** Assignment **
Please tally every line in the listing below where the word "roadside" appears, then give the number and nothing more.

---*---

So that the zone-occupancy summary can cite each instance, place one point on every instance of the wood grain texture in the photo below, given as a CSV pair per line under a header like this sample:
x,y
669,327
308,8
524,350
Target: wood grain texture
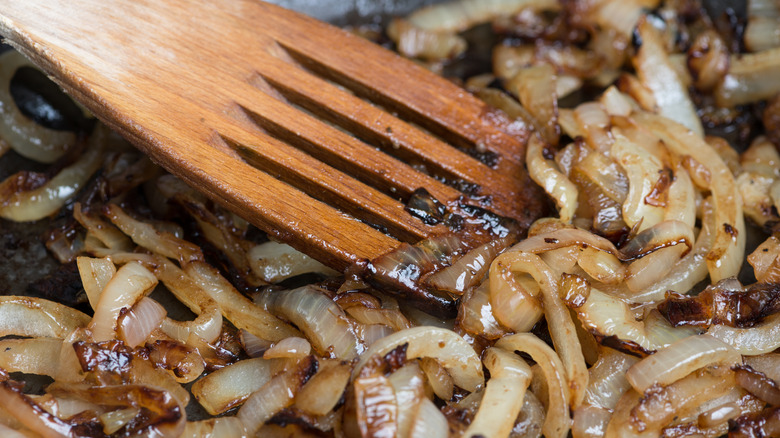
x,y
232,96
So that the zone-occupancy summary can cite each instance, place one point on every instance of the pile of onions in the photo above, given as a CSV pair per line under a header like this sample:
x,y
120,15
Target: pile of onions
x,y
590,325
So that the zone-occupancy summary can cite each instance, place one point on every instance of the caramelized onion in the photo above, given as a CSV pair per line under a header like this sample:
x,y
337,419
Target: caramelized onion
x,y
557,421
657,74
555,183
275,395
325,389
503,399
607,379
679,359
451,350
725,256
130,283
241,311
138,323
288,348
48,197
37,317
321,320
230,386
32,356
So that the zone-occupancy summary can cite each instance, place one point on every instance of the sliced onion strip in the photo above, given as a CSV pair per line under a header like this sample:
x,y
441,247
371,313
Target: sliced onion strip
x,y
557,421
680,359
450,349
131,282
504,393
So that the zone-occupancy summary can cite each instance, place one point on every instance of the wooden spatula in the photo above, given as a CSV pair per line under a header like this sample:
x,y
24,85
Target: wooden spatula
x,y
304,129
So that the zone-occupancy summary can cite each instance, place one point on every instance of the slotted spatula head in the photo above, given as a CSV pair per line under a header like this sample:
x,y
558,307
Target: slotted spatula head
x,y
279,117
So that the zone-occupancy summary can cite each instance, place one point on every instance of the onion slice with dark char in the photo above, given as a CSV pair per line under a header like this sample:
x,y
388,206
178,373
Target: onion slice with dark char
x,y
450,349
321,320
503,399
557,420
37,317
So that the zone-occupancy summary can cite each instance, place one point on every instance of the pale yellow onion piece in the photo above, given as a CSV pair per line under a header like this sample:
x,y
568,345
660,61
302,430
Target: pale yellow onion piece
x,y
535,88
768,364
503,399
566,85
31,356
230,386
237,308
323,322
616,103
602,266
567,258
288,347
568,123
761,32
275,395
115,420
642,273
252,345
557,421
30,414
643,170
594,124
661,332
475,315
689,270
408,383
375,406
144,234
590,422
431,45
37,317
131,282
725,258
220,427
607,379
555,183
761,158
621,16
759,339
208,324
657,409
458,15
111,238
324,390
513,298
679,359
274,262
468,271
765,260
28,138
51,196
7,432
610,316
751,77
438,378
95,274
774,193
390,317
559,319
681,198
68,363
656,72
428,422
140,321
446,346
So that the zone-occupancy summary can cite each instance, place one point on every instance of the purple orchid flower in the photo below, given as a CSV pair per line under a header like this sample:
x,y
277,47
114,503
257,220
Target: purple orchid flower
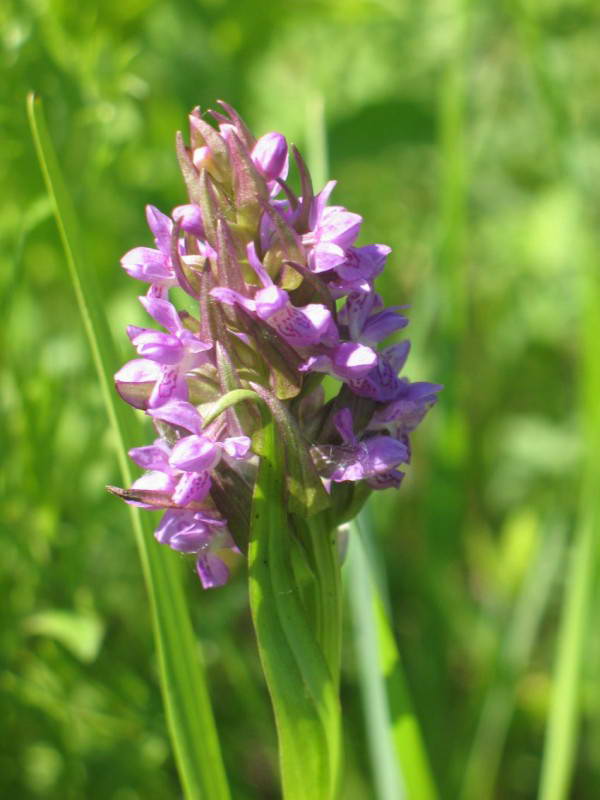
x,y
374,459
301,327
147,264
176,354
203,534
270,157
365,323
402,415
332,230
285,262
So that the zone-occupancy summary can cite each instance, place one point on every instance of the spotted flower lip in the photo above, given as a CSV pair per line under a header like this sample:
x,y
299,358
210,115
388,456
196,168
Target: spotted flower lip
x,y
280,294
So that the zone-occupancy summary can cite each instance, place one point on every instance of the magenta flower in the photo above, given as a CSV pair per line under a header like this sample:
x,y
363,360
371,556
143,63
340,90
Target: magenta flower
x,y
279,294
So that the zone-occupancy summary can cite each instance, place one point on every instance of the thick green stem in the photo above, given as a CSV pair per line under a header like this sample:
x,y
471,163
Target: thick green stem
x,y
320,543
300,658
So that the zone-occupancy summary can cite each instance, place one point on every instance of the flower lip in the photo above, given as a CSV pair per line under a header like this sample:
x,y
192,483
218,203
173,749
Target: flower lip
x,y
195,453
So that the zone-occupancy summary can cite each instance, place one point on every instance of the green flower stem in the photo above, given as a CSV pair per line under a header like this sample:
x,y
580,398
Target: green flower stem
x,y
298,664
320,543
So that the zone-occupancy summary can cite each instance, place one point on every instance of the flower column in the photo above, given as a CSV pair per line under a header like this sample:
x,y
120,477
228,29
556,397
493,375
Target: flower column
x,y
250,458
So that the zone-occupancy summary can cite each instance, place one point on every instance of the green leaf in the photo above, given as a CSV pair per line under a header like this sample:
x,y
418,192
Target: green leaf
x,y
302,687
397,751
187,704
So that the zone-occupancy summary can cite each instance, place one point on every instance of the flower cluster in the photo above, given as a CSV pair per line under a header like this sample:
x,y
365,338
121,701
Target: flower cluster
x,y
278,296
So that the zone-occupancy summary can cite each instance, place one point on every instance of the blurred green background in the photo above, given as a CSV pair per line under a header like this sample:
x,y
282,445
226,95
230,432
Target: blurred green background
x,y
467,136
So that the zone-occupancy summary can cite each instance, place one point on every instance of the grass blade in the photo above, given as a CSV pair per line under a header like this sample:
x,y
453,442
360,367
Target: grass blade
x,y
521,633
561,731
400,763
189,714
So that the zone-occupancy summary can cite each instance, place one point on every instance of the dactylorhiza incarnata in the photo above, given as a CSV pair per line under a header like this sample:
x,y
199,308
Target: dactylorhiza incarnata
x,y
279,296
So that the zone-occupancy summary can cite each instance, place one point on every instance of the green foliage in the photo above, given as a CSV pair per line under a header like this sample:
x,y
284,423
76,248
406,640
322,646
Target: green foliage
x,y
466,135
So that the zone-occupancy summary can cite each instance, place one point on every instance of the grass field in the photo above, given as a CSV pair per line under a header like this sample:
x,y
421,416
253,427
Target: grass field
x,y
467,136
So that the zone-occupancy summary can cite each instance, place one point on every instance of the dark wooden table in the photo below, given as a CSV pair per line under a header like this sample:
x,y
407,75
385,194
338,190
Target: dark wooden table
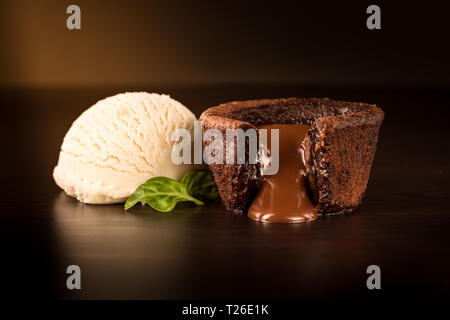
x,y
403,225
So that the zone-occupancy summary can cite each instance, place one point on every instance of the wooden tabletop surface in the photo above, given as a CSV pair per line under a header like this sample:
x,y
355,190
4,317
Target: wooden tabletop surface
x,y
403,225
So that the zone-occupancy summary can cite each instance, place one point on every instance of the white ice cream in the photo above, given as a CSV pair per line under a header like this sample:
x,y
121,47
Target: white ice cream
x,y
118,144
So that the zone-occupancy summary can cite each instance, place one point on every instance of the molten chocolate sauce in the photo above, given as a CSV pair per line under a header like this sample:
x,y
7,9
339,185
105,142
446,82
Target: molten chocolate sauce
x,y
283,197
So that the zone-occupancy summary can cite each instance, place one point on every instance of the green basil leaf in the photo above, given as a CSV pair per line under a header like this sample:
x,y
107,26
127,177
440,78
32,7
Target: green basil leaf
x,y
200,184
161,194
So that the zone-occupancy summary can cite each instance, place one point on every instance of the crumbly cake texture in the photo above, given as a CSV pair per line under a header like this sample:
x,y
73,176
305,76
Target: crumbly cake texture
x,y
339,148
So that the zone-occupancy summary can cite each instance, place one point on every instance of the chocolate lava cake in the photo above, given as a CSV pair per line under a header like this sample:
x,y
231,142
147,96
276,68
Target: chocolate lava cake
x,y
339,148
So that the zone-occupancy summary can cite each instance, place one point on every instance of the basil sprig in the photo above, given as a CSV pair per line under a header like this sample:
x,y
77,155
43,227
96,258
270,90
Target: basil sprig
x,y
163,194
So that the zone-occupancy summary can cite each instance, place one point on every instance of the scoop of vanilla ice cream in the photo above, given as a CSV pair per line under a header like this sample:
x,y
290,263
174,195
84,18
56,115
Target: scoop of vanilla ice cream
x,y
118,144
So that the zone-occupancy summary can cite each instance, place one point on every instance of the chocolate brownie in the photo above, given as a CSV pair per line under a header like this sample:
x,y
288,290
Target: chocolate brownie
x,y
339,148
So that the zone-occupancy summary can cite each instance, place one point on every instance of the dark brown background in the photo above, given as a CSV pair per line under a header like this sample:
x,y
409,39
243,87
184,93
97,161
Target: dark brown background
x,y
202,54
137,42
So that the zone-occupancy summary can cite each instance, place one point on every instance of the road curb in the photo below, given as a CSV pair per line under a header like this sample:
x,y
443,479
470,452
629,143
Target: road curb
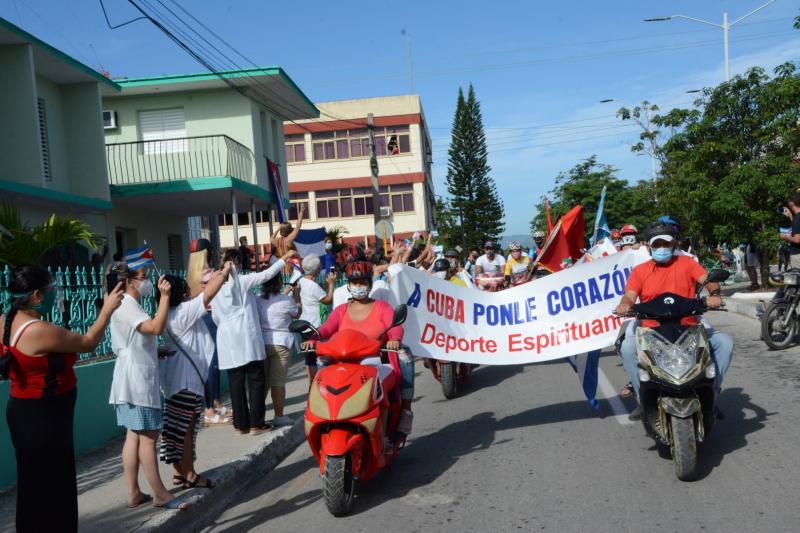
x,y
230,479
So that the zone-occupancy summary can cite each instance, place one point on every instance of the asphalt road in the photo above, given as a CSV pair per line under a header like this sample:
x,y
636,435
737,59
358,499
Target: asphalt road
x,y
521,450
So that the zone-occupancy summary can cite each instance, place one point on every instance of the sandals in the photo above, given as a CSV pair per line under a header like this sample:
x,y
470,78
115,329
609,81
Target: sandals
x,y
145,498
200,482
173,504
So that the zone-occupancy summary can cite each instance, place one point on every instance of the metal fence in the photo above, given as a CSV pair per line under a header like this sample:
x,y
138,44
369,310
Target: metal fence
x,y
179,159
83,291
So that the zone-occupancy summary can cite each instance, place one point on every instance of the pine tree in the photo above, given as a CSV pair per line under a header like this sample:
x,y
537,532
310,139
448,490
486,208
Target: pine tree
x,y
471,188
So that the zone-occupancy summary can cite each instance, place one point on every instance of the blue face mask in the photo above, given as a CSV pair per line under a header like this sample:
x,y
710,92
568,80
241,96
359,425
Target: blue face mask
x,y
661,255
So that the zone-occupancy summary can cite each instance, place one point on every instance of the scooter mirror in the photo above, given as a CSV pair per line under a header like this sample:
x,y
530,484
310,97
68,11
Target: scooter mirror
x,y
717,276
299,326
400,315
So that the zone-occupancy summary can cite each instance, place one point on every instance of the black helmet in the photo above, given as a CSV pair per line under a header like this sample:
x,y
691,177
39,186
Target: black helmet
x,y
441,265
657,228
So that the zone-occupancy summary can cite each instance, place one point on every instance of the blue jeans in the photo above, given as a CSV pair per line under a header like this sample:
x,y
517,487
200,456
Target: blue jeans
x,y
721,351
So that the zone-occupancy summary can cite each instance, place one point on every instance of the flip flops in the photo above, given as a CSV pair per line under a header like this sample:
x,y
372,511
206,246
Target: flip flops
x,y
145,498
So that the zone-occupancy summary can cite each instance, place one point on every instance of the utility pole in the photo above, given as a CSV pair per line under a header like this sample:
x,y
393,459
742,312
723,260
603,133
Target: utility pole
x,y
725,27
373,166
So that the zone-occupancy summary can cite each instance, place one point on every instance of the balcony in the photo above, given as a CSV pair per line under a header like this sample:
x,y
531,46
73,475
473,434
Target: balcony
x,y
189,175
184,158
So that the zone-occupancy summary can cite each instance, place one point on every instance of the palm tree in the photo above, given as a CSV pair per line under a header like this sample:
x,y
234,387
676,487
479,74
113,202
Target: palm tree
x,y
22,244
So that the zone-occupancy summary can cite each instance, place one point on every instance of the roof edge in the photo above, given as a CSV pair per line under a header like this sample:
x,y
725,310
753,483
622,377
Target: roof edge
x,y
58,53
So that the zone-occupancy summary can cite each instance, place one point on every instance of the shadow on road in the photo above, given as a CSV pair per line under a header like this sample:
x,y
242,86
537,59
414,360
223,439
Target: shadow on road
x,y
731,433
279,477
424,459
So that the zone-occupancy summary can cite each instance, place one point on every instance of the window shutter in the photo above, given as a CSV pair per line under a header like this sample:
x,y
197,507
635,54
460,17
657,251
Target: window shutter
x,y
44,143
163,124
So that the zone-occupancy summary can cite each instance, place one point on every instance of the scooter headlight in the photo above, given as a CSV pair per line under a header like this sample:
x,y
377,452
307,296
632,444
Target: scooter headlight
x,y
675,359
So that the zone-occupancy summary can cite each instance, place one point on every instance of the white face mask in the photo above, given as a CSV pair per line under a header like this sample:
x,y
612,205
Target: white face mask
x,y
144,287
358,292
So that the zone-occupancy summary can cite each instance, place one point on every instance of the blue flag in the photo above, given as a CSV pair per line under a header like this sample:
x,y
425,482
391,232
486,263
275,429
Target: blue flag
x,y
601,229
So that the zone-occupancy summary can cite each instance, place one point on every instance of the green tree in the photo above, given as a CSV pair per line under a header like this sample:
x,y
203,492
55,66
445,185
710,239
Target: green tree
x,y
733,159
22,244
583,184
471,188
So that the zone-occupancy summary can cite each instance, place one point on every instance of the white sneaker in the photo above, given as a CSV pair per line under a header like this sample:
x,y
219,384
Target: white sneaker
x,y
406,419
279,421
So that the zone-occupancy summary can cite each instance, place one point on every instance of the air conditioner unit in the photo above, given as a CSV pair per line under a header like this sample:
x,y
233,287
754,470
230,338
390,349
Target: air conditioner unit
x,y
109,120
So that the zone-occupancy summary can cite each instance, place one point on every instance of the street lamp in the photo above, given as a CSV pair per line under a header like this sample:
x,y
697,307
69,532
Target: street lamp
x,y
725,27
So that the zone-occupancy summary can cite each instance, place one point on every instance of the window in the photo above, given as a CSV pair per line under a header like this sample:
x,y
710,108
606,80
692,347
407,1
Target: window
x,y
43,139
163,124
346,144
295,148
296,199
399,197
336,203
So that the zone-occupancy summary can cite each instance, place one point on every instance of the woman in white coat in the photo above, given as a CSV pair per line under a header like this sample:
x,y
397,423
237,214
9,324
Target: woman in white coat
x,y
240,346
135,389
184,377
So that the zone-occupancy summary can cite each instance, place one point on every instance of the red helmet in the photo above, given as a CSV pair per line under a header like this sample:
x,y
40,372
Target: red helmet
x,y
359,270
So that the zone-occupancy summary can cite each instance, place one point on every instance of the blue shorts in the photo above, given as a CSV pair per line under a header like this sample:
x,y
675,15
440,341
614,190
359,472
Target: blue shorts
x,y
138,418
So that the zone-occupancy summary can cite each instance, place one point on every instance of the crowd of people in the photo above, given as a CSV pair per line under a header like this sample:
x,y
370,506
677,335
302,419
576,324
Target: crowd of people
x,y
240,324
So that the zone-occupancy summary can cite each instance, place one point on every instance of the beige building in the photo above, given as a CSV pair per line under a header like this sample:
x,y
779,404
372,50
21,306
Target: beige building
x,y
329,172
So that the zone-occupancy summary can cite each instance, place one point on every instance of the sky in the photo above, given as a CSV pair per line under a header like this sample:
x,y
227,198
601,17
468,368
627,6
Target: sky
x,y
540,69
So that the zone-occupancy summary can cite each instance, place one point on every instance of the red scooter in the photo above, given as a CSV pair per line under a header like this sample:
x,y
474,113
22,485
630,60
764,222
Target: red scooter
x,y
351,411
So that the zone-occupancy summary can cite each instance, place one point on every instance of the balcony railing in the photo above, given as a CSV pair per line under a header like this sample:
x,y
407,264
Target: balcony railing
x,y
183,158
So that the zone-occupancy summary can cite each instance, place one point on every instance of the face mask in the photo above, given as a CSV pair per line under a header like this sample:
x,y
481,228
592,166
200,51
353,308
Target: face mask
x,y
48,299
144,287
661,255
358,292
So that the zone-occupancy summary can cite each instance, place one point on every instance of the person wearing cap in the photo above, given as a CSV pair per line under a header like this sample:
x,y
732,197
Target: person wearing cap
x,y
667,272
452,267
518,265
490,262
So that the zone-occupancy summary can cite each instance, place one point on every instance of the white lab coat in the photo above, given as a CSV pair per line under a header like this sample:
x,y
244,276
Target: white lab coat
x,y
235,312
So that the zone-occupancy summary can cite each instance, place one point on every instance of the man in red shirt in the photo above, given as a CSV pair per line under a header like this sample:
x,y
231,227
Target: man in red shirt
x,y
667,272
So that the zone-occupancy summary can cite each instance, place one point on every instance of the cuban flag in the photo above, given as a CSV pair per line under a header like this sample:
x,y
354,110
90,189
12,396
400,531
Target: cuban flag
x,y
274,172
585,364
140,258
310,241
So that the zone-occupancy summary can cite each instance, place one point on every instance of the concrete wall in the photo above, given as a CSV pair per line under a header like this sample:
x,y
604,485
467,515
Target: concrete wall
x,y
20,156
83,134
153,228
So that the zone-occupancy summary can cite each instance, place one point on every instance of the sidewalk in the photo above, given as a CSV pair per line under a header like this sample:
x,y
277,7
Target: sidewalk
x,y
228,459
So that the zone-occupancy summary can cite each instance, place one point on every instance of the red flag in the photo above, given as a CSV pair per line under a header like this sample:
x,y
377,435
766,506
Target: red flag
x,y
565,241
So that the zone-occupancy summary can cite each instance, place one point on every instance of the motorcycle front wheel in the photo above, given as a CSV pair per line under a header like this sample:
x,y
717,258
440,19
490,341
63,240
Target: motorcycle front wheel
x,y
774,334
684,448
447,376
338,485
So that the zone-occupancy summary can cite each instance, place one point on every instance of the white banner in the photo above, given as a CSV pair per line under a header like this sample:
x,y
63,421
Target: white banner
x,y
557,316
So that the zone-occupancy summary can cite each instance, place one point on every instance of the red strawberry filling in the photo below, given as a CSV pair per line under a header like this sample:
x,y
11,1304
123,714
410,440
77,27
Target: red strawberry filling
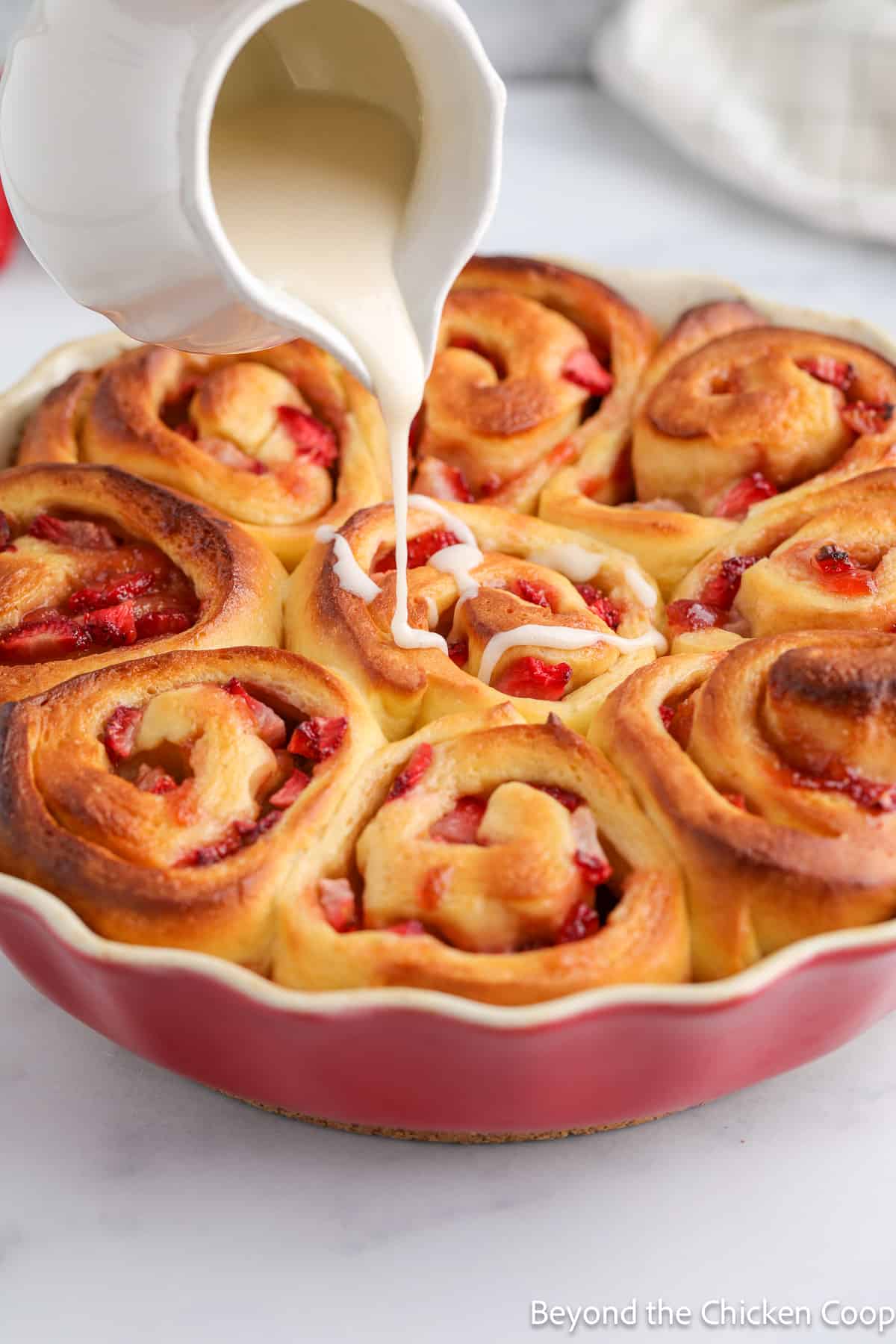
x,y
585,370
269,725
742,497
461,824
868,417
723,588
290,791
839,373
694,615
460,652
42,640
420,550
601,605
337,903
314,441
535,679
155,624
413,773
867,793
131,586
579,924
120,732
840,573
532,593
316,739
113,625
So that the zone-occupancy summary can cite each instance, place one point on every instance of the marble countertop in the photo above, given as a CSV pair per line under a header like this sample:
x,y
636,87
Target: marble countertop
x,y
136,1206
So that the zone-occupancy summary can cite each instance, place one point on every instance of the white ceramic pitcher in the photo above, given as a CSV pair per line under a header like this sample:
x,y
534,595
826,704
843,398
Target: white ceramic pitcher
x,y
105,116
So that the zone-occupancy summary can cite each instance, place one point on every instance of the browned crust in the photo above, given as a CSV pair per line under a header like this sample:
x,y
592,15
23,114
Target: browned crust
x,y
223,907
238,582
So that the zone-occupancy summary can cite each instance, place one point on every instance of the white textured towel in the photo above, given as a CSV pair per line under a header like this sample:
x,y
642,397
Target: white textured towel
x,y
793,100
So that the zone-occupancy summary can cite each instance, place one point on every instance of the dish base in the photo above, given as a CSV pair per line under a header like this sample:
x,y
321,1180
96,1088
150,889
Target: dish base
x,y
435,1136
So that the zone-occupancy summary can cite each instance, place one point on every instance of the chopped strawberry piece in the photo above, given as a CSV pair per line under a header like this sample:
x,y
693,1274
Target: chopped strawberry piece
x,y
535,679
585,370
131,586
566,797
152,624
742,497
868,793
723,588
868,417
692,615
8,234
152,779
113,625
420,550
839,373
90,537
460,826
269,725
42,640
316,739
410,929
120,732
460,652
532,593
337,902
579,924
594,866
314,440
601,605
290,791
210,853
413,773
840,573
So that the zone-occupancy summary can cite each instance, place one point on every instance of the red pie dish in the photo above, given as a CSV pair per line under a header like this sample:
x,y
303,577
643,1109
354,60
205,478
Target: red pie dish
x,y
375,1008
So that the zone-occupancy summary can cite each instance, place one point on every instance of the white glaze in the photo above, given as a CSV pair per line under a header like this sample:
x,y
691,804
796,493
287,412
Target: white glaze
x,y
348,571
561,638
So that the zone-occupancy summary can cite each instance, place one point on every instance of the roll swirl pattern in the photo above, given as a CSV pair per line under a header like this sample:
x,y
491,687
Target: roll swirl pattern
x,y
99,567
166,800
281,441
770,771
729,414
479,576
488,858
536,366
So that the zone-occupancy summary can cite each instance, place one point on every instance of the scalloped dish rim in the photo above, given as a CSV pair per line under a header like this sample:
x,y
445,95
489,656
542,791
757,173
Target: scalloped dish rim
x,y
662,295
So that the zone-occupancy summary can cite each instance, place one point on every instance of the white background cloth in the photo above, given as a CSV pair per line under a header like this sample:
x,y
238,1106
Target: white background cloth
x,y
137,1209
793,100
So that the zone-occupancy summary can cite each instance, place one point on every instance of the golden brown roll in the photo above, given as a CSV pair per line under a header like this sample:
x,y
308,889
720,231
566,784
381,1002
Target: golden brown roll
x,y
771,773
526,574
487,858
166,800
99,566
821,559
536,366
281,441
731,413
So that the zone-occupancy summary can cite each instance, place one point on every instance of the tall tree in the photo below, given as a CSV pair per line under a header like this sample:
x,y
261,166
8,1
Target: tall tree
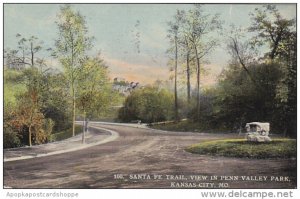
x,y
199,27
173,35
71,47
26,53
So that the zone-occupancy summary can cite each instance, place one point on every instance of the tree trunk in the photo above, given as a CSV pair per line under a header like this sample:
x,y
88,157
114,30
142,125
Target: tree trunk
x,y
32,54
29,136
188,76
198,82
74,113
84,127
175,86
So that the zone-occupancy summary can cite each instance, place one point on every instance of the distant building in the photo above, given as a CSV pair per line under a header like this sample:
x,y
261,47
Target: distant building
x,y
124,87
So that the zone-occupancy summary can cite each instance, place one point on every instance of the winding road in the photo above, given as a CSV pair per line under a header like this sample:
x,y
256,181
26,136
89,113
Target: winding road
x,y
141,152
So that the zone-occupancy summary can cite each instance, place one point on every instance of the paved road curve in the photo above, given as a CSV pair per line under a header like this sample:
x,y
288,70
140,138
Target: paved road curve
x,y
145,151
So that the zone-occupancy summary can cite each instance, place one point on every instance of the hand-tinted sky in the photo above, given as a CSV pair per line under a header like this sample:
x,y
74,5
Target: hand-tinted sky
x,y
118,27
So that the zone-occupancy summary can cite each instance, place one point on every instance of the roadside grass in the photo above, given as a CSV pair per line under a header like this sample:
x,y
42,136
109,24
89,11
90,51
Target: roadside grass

---*---

** Written answer **
2